* _Direction_: Rewrite the lines below, from the line with "Target: horse's back" through the end, as a numbered list, omitting blank lines.

* _Raw data_:
◇ ◇ ◇ ◇ ◇
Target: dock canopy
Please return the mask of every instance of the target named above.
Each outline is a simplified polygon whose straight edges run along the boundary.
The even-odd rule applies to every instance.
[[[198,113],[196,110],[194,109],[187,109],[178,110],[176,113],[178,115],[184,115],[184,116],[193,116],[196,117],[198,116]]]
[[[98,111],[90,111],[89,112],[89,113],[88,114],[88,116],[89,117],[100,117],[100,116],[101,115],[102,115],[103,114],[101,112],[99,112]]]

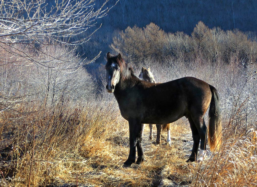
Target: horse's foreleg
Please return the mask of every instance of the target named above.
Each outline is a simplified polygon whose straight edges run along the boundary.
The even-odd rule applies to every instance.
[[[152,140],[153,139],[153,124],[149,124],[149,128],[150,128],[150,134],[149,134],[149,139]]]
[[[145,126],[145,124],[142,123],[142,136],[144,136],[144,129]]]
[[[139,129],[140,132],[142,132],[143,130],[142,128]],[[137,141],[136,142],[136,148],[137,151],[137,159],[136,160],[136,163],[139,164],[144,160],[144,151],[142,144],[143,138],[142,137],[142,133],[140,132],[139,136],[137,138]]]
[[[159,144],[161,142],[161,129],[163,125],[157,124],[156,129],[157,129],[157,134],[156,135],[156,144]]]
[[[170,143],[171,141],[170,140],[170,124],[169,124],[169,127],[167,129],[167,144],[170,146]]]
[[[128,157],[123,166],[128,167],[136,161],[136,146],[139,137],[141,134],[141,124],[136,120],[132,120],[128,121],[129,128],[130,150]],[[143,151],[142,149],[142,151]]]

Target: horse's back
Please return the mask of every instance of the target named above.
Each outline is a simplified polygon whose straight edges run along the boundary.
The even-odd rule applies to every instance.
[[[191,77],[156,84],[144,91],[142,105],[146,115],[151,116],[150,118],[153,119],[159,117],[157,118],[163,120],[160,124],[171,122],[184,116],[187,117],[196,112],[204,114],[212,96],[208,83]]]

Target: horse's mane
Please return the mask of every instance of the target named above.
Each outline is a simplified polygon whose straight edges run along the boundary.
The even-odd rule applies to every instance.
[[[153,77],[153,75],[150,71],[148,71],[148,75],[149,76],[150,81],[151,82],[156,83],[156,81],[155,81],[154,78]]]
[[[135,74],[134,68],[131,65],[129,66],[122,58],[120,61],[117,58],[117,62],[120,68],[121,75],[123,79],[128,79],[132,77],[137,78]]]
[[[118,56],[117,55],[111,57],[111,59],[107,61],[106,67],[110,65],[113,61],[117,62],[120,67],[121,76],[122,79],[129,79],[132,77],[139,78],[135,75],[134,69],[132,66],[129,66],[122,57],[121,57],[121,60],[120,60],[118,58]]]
◇ ◇ ◇ ◇ ◇
* _Answer for the task_:
1. Target: horse's back
2. Please return the mask of every instance of the target named above.
3. Each outline is a simplified polygon whose straight edges run along the boundary.
4. The even-odd rule applies to every instance.
5. [[[191,77],[156,84],[144,91],[142,105],[146,115],[151,116],[150,118],[153,119],[159,117],[157,118],[163,120],[160,124],[171,122],[184,116],[187,117],[196,112],[204,114],[212,96],[208,83]]]
6. Target: horse's mane
7. Please return the mask of every instance of the target named above.
8. Each outline is a simplified polygon whose straight edges run along the boundary.
9. The even-odd rule applies to every instance.
10. [[[153,77],[153,75],[150,71],[148,71],[148,75],[149,76],[150,81],[151,82],[156,83],[156,81],[155,81],[154,78]]]
11. [[[135,74],[134,68],[131,65],[129,66],[122,58],[120,61],[117,58],[117,62],[120,68],[121,75],[123,79],[128,79],[132,77],[137,78]]]
12. [[[118,56],[117,55],[111,57],[111,59],[107,61],[106,67],[110,65],[113,61],[117,62],[120,67],[121,76],[122,79],[129,79],[132,77],[139,78],[135,75],[134,69],[132,66],[129,66],[122,57],[121,57],[121,60],[120,60],[118,58]]]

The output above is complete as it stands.